§ **Compiti dell'esercizio**:
**a)** Riporta senza alcuna modifica le righe dei record che vanno da quella contenente "boxes needed: player's wrist" fino alla fine dei record, estremi inclusi.
**b)** Scrivi il seguito del testo su René Clair, cominciando subito dopo l'ultima frase riportata.

§ **Testo proposto**:
■ ■ ■ ■ ■
Il cinema è l’interesse fondamentale dell’intera vita di René Clair. Pratica con entusiasmo sia la critica che la creazione dei film. Uno dei suoi articoli sul cinema s’intitola infatti Il figlio del secolo in attesa di un film. Nello stesso tempo si identifica con gli sviluppi futuri della settima arte quindi sin dall’inizio sceglie uno pseudonimo eloquente che coniuga rinascita e chiarezza. 

Tuttavia non è molto diverso sul piano intellettuale dai compagni dell’avanguardia. Nato e cresciuto nell’ambiente della borghesia commerciale parigina, conosce il fascino ormai declinante della Belle Epoque, le raffinatezze di un simbolismo in declino. Il suo primo scritto pubblicato nel 1916 è un addio a Emile Verhaeren. C’ è anche il dramma della grande guerra che spinge la letteratura a una certa sterilità. 

L’idea di cinema di René Clair

In questa grande disillusione si avvicina a Delluc, Abel Gance e a personaggi come L’Herbier, che intraprendono la carriera cinematografica prima di lui. D’altra parte è altrettanto vicino al Dadaismo ed a un surrealismo che privilegia il cinema in quanto controcultura, espressione pura dell’inconscio. È appunto questo a rendere singolare la sua situazione.
■ ■ ■ ■ ■
[Record estratti]
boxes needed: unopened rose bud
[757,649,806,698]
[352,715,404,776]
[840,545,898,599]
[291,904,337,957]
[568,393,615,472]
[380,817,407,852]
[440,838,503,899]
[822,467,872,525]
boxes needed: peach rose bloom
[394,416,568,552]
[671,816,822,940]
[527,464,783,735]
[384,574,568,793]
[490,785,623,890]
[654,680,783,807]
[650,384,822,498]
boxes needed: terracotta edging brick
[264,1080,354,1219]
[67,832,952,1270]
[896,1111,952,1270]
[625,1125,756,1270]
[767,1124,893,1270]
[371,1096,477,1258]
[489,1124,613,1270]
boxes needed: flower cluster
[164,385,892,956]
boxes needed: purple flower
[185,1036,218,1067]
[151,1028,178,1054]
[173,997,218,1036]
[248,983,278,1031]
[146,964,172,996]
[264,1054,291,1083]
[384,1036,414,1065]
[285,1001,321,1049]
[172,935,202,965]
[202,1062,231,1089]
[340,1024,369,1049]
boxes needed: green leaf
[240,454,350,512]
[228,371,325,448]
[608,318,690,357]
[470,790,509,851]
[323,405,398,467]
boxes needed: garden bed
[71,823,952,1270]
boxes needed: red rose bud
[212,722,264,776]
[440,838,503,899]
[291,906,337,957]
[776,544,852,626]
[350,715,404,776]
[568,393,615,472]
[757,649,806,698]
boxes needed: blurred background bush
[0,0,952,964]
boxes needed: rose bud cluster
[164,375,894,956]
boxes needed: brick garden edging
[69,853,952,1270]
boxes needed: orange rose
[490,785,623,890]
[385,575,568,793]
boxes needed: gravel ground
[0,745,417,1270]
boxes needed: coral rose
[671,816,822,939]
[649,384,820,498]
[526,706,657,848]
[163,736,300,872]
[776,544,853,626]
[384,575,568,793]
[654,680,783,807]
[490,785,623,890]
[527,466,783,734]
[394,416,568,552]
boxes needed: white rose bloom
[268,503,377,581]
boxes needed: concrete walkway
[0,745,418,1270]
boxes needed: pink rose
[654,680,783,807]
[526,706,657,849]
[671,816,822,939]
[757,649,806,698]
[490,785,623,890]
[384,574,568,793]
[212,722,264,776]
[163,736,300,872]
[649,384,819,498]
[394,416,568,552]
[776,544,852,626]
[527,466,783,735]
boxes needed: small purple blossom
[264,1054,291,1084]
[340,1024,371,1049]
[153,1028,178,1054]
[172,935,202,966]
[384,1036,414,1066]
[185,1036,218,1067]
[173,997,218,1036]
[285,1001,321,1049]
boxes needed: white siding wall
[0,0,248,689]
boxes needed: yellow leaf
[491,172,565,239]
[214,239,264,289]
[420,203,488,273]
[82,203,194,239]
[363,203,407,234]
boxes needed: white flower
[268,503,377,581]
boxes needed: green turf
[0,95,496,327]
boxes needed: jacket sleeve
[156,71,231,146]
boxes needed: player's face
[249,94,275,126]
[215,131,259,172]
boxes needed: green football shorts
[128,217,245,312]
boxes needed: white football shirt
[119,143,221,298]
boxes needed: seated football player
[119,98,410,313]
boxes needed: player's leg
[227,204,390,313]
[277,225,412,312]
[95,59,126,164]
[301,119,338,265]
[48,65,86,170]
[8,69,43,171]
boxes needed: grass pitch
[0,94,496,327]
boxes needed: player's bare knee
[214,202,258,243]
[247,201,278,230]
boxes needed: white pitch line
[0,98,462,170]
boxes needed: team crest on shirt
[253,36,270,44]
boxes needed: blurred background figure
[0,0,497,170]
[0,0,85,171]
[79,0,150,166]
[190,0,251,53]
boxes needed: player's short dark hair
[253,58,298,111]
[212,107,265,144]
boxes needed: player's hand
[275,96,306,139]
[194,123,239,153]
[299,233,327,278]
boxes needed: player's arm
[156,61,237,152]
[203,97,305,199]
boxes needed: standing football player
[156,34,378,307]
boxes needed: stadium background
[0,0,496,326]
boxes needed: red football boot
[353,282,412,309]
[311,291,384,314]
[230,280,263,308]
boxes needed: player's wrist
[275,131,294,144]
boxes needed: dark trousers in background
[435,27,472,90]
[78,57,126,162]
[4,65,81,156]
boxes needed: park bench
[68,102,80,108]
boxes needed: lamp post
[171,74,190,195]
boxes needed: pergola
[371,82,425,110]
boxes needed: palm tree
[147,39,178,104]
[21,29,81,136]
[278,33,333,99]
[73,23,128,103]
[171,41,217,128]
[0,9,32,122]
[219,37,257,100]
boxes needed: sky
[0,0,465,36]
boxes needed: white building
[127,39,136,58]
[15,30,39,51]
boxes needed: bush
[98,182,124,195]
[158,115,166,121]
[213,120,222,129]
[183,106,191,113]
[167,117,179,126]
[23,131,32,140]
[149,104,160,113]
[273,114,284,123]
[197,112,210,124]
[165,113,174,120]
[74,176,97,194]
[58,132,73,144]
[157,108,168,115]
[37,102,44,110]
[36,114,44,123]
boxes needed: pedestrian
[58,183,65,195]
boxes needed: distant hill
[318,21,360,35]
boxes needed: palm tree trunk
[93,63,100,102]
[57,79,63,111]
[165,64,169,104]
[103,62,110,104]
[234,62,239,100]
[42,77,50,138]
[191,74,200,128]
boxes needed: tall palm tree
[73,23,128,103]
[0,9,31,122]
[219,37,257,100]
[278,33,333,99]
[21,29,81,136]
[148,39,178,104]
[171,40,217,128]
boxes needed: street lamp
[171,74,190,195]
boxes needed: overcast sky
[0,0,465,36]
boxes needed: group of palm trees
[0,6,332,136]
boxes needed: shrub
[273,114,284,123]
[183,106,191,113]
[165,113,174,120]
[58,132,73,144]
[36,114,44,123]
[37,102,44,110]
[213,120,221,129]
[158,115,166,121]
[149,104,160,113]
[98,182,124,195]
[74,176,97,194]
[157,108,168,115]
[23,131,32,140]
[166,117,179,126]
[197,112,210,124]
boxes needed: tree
■ ■ ■ ■ ■
§ **Risposte dell'esercizio**:
**a)**
boxes needed: player's wrist
[275,131,294,144]
boxes needed: dark trousers in background
[435,27,472,90]
[78,57,126,162]
[4,65,81,156]
boxes needed: park bench
[68,102,80,108]
boxes needed: lamp post
[171,74,190,195]
boxes needed: pergola
[371,82,425,110]
boxes needed: palm tree
[147,39,178,104]
[21,29,81,136]
[278,33,333,99]
[73,23,128,103]
[171,41,217,128]
[0,9,32,122]
[219,37,257,100]
boxes needed: sky
[0,0,465,36]
boxes needed: white building
[127,39,136,58]
[15,30,39,51]
boxes needed: bush
[98,182,124,195]
[158,115,166,121]
[213,120,222,129]
[183,106,191,113]
[167,117,179,126]
[23,131,32,140]
[149,104,160,113]
[273,114,284,123]
[197,112,210,124]
[165,113,174,120]
[74,176,97,194]
[58,132,73,144]
[157,108,168,115]
[37,102,44,110]
[36,114,44,123]
boxes needed: pedestrian
[58,183,65,195]
boxes needed: distant hill
[318,21,360,35]
boxes needed: palm tree trunk
[93,63,100,102]
[57,79,63,111]
[165,64,169,104]
[103,62,110,104]
[234,62,239,100]
[42,77,50,138]
[191,74,200,128]
boxes needed: tall palm tree
[73,23,128,103]
[0,9,31,122]
[219,37,257,100]
[278,33,333,99]
[21,29,81,136]
[148,39,178,104]
[171,40,217,128]
boxes needed: street lamp
[171,74,190,195]
boxes needed: overcast sky
[0,0,465,36]
boxes needed: group of palm trees
[0,6,332,136]
boxes needed: shrub
[273,114,284,123]
[183,106,191,113]
[165,113,174,120]
[58,132,73,144]
[36,114,44,123]
[37,102,44,110]
[213,120,221,129]
[158,115,166,121]
[149,104,160,113]
[98,182,124,195]
[74,176,97,194]
[157,108,168,115]
[23,131,32,140]
[166,117,179,126]
[197,112,210,124]
boxes needed: tree

**b)**
A partire dalle cronache del 1922 dal titolo Intransigeant, oppure alla rivista Films, di cui è caporedattore, pur lodando e apprezzando la forza visiva rappresentata dai grandi autori nordamericani come Douglas Fairbanks o Charles Ray, Charlie Chaplin e Stroheim, Claire inizia come un predecessore di Truffaut ad attaccare il cinema francese, una produzione di film inquinata di riferimenti letterari e di velleità artistiche che si nascondono dietro le ricerche plastiche dell’avanguardia. 

René Clair è probabilmente il primo regista-attore cinefilo della storia del cinema. Secondo Clair bisogna tornare all’ispirazione del cinema delle origini, alla tradizione del 1900, occultata dalle pretese del film d’arte. Secondo Clair bisogna andare oltre il linguaggio dall’avanguardia, alla quale conferisce nello stesso tempo una strada dimensione retrospettiva. 

Come se la settima arte potesse rigenerarsi unicamente risalendo alle sue origini, dimenticando tutto quanto appreso e andando alla ricerca della propria maturità per tentativi. Da questa concezione del cinema traggono origine i malintesi relativi ai suoi primi film: essi sembrano l’apice della modernità cinematografica dalla quale invece prendono le distanze.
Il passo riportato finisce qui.